──────── Rows

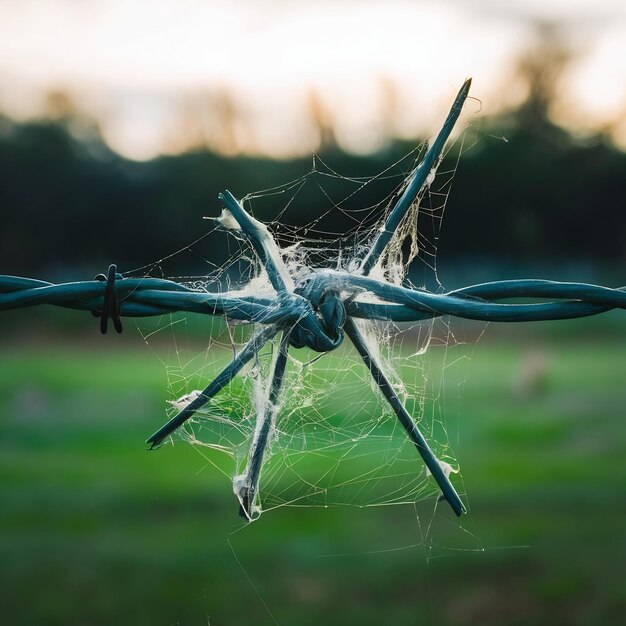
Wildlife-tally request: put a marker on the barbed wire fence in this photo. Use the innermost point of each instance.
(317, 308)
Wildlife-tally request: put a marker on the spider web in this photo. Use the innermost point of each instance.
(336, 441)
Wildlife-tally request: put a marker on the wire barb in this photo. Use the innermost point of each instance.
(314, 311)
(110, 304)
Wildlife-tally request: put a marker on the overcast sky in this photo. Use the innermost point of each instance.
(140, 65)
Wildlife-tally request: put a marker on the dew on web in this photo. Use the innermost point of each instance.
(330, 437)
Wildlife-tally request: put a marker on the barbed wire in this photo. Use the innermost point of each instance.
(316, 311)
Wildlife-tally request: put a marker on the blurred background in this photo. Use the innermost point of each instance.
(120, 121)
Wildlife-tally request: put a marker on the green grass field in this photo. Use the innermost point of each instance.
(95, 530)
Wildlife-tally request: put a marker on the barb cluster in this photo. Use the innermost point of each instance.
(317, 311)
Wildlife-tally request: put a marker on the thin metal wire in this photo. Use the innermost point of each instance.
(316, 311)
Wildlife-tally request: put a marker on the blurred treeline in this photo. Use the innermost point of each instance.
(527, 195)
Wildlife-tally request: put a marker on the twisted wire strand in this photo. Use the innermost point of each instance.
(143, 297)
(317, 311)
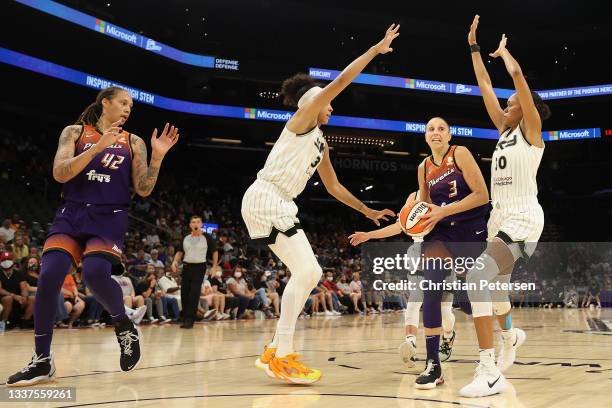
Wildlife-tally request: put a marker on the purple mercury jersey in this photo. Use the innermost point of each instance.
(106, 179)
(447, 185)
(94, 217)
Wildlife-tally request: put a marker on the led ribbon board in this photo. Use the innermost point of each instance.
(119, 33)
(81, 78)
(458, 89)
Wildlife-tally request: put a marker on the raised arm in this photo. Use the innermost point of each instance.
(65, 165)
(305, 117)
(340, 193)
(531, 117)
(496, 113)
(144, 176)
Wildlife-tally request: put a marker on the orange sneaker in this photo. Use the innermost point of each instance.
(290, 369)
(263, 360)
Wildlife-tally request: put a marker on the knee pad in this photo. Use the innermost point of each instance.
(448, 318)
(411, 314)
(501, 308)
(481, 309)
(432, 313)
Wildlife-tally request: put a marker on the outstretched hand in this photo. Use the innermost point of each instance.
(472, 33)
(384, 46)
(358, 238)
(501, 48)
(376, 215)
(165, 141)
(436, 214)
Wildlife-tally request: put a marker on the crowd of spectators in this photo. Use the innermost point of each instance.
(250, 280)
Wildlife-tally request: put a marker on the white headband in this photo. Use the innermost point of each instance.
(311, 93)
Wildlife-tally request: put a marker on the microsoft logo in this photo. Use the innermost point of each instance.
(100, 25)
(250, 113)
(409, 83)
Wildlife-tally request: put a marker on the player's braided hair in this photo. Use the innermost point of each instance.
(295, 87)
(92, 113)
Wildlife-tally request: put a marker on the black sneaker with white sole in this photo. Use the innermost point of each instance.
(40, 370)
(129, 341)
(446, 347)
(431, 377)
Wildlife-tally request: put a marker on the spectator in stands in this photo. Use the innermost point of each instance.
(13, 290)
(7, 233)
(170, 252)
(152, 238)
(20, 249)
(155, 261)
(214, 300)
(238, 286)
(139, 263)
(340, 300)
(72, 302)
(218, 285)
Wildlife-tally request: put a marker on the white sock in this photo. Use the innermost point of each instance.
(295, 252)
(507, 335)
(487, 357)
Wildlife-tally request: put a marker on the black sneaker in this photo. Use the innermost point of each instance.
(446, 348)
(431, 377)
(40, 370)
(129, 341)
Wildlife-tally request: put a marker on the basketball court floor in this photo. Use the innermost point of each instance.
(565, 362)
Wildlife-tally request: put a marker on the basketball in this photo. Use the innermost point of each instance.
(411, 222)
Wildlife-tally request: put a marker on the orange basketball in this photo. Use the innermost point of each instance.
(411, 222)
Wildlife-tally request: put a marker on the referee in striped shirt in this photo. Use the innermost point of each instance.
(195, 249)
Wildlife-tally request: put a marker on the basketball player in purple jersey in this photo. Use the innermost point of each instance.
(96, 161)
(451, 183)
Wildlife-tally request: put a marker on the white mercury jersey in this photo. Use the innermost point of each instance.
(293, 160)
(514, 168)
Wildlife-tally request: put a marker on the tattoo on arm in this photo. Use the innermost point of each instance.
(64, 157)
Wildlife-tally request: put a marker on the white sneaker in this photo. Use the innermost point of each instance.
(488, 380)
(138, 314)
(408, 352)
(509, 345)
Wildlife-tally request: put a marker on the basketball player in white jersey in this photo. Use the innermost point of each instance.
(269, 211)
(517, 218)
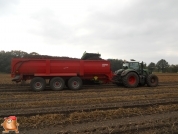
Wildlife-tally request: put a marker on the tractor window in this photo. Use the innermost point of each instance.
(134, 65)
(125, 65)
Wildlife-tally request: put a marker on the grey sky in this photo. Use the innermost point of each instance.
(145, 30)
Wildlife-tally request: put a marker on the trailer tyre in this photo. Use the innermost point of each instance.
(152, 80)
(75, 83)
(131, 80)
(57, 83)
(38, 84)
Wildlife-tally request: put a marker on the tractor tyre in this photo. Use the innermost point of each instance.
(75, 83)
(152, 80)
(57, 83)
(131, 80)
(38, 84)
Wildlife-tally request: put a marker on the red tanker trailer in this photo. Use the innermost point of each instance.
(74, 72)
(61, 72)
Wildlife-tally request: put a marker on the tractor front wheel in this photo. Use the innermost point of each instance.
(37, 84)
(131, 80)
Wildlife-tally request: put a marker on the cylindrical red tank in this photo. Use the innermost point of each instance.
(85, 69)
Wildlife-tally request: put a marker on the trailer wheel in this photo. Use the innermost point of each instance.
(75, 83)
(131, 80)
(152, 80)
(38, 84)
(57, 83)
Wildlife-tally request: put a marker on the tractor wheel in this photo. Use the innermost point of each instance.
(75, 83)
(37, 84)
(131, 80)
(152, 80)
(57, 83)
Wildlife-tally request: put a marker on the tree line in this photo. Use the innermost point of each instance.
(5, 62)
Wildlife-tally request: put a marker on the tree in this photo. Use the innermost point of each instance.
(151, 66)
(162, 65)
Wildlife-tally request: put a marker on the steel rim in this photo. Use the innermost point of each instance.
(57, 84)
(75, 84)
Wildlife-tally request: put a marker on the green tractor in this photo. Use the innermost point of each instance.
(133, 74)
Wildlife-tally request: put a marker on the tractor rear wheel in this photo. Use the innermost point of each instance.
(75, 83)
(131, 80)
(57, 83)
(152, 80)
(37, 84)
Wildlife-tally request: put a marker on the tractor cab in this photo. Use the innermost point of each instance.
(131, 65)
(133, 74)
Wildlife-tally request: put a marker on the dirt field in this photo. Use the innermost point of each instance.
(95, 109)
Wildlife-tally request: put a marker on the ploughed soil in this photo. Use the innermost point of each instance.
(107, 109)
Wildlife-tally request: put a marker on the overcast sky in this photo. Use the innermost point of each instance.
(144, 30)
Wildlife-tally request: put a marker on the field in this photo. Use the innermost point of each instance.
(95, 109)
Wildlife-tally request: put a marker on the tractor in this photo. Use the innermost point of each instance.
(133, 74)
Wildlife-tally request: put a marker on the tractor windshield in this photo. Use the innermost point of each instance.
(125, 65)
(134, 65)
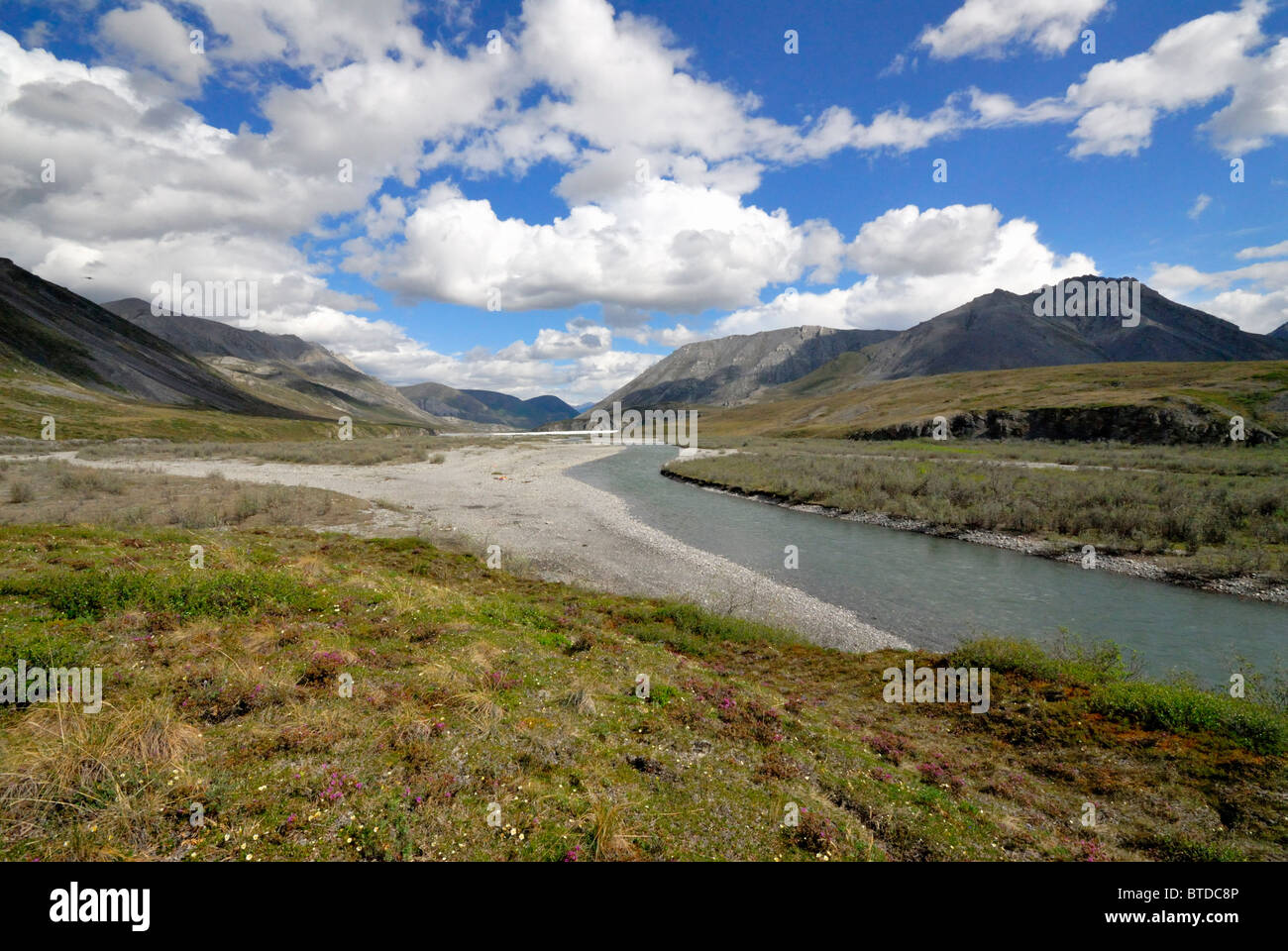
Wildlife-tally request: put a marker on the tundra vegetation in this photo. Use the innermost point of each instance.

────────────────

> What is required
Rescale the part of the data that opens with the line containing "Wildlife-tally request: put a marker on the tractor cab" and closes at the end of the data. Repeat every line in that part, requests included, with each coordinate in the answers multiplied by 2.55 and rounded to a whole number (halves up), and leave the pictures out.

> Reply to the exercise
Wildlife-tally request: put a marker on the tractor cab in this photo. Use the innermost point of each instance.
(334, 166)
(339, 189)
Wildlife-tally request: put a marker on the dirt field in this photo. Use the innermost point of each instance.
(242, 278)
Wildlife-tally request: put a marker on the ploughed soil in this photo. Use the innermost point of each instance.
(273, 278)
Wildlife-tally request: put a marker on the overcast sky in this photo. Use the innermost point of each instance.
(367, 77)
Wildlife-tally request: put a marker on the field in this photo. Use the innermost point of each instance.
(242, 278)
Wildlife-tally request: put a marker on the tractor in this photo. Use the innermost point of each instance.
(339, 189)
Wildlife-tally request: put a marker on the tractor windshield in this photo. Use the innermost point of each instance.
(319, 166)
(342, 166)
Wildlife-tally request: put a marker on the tundra vegetation in this photo. Use the innermost point of each instance.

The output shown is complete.